* _What needs to be done_: Reproduce each line, exactly, from the one containing "# point: sandy" through the end of the material. Exclude pictures.

Begin Supplied material

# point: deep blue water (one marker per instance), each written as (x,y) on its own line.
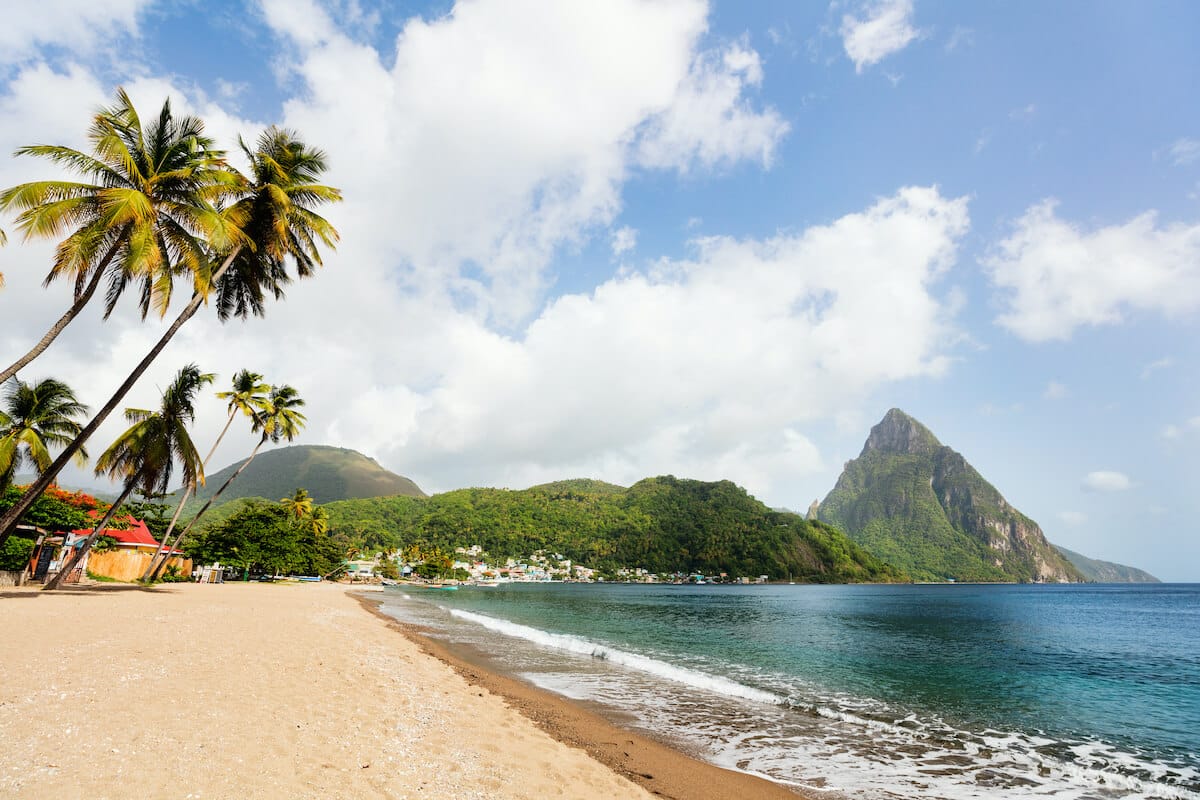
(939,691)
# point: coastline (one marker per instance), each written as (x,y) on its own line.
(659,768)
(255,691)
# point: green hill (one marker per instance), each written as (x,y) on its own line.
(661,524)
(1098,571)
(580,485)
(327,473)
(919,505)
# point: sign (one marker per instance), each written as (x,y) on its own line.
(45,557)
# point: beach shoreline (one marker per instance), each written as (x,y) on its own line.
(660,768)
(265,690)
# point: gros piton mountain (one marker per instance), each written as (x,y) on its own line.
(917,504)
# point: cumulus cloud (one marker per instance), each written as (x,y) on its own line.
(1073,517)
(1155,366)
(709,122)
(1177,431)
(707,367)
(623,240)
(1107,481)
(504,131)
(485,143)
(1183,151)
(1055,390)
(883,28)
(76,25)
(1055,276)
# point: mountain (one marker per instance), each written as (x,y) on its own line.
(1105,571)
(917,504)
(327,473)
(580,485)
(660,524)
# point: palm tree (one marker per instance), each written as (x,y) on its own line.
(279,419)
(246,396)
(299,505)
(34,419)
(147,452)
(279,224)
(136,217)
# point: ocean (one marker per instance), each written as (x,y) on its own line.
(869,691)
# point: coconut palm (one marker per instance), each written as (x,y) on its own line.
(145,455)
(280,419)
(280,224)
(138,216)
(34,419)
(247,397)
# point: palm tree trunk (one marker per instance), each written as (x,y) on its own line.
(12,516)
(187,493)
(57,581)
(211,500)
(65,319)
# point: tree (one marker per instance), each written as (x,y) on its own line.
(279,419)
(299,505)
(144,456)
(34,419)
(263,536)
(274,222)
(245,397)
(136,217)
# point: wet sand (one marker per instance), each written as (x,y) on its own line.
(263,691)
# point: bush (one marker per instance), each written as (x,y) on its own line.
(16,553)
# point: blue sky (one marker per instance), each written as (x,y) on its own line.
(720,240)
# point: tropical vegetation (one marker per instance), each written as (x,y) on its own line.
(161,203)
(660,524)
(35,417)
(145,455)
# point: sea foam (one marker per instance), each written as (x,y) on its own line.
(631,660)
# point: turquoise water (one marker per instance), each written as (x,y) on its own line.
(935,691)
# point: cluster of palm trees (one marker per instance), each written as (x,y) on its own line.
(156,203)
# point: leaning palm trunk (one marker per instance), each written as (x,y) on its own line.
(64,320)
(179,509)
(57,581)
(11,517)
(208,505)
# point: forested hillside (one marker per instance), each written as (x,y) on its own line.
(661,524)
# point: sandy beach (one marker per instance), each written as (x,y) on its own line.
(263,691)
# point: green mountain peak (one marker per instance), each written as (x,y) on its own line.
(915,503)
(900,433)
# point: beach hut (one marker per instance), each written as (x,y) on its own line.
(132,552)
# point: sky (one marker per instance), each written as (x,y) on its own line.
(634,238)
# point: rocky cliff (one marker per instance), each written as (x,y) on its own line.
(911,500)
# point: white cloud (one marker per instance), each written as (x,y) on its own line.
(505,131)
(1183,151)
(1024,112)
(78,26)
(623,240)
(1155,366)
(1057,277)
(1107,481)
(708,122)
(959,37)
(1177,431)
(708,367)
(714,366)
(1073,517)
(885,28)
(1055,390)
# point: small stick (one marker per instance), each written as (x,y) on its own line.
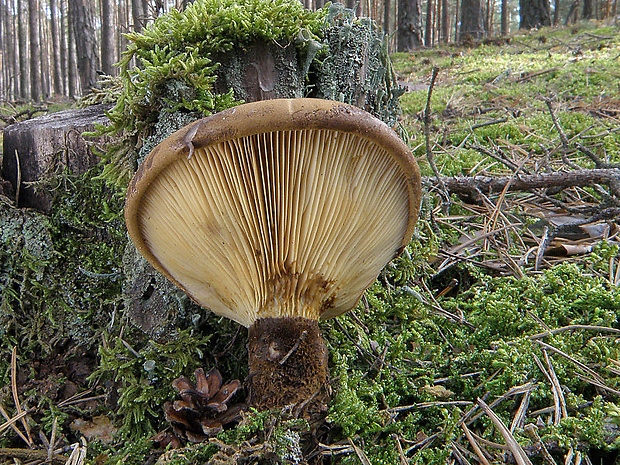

End Supplied material

* _Response to this exercise_:
# point: sandy beach (one marker per instance), each written as (x,y) on its own line.
(263,691)
# point: green mountain peak (one marker per instance), each written as (x,y) on its own line.
(915,503)
(900,433)
# point: beach hut (one marker per instance), each written as (x,y) on its own line.
(132,552)
# point: sky (one marker per instance), each written as (x,y) on its own line.
(634,238)
# point: rocky cliff (one marker per instance), each written as (x,y) on its own line.
(911,500)
# point: white cloud (one marker per instance), each written as (x,y) on its own line.
(505,131)
(1183,151)
(1024,112)
(78,26)
(623,240)
(1155,366)
(1057,277)
(1107,481)
(708,122)
(959,37)
(1177,431)
(708,367)
(714,366)
(1073,517)
(885,28)
(1055,390)
# point: small stick (one marker per instance), each written as (x,y) on its own line.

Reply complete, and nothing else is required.